Çalışma Yönergesi:
Kargaların Ziyafeti hakkındaki forum yazısını, gösterilen son cümleden sonrasını yazarak sürdür.

++++ Gösterilen Metin ++++

Kayıt Ol

Kargaların Ziyafeti

Çevrimdışı Denaro Forbin

  • *****
  • 2114
  • Rom: 54
    • Profili Görüntüle
    • Bilimkurgu Kulübü
Ynt: Kargaların Ziyafeti
« Yanıtla #30 : 02 Aralık 2012, 02:21:21 »
Spoiler: Göster


Bitti ve kitaplıktaki yerini aldı. Yanlız ben bu seriye çok bağlandım, bitince ne olacak hiç bilmiyorum.

Maedhros'a katılıyorum. Ben de çok bağlandım Buz ve Ateşin Şarkısı'na ve gerçekten beni etkilediğine inanıyorum okurken. Bitince ne yapacağım? Ama o korkunç günün gelmesine daha çok var.

++++ Kaynak Veriler ++++

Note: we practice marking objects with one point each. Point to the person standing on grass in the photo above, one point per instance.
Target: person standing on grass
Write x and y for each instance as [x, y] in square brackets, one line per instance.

++++

Alıştırma Çıktısı:
Çevrimdışı TheSpell

  • ***
  • 826
  • Rom: 16
  • Dovie'andi se tovya sagain.
    • Profili Görüntüle
Ynt: Kargaların Ziyafeti
« Yanıtla #31 : 02 Aralık 2012, 10:46:52 »
Boş bulunduğum ve hiçbir şekilde o anda okumakta olduğum kitapları okumak istemediğim bir anda, aldım elime Kargaların Ziyafeti'ni ve "bakalım nasıl bir çeviri olmuş, orijinali ile arasında ne kadar fark var" diyerek ilk iki bölümünü okudum. Şimdilik öyle sıkıcı, yorucu kelimeler yok. Genel itibariyle güzel.

Kendimi kitaba tamamen verdiğimde gördüğüm tüm teoriler, aldığım tüm spoilerlar vs. hepsini unutmaya çalışacağım ve kitabı öyle okuyacağım. Umarım yine o zevki alırım.

Çevrimdışı Arthur515

  • **
  • 101
  • Rom: 0
    • Profili Görüntüle
Ynt: Kargaların Ziyafeti
« Yanıtla #32 : 02 Aralık 2012, 20:10:10 »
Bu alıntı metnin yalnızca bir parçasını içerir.